» PROBLEM STATEMENT:
Please locate every line in the items below that contains the string "sand", matching case exactly, and copy each of those lines.

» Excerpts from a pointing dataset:
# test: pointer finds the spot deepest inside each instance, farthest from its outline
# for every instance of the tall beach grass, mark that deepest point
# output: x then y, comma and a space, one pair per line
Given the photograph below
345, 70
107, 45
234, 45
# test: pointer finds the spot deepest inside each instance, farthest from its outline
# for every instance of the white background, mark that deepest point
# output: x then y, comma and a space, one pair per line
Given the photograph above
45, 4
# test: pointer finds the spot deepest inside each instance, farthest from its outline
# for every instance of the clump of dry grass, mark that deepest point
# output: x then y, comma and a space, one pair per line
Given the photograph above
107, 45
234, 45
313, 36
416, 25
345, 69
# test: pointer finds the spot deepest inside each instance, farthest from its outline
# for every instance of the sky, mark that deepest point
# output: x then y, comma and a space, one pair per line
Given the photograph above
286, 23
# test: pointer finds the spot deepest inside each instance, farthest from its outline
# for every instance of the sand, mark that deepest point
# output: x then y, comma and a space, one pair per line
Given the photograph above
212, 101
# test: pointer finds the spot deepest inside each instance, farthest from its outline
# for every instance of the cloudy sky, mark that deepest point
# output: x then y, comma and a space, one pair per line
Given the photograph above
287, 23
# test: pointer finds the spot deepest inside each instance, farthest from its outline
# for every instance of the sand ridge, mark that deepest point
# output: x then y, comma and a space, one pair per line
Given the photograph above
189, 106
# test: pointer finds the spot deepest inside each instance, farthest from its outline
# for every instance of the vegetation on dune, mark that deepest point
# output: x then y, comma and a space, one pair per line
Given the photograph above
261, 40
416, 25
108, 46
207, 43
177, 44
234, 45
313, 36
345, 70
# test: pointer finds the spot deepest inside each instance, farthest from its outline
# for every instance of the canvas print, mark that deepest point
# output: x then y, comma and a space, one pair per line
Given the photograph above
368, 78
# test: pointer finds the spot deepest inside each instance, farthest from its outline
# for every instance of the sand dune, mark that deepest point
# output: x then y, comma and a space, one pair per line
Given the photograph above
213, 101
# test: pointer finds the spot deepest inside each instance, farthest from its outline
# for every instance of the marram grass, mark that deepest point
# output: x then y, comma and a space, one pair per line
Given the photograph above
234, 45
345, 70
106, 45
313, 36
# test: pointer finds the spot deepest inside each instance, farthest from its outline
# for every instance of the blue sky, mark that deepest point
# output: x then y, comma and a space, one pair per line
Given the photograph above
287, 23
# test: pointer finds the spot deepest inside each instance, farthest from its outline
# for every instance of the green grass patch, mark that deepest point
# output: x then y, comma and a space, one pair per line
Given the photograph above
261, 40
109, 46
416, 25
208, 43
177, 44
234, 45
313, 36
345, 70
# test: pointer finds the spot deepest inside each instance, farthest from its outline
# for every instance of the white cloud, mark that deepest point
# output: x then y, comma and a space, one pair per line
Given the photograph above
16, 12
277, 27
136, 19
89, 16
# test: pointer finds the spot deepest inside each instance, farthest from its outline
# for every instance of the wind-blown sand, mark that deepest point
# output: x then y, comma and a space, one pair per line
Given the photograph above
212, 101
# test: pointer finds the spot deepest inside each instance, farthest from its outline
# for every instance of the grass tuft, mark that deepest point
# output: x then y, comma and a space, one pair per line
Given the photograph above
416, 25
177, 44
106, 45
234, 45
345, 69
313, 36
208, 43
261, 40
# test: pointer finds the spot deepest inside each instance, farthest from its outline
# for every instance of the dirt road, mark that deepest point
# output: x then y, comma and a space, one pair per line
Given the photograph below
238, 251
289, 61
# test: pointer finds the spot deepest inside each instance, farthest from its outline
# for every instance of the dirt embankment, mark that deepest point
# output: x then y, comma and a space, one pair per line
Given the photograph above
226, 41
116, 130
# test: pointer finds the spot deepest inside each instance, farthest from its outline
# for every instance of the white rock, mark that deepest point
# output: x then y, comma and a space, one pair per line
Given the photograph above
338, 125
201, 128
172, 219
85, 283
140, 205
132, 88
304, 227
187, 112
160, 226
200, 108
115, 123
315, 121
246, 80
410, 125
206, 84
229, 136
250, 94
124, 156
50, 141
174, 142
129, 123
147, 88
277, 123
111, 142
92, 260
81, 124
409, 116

» RESULT BELOW:
# for every instance of the sand, mark that deepest point
# for every instance of the sand ridge, mark that deepest point
# for every instance of the sand dune, mark that deepest point
# for every instance of the wind-blown sand, mark that deepest point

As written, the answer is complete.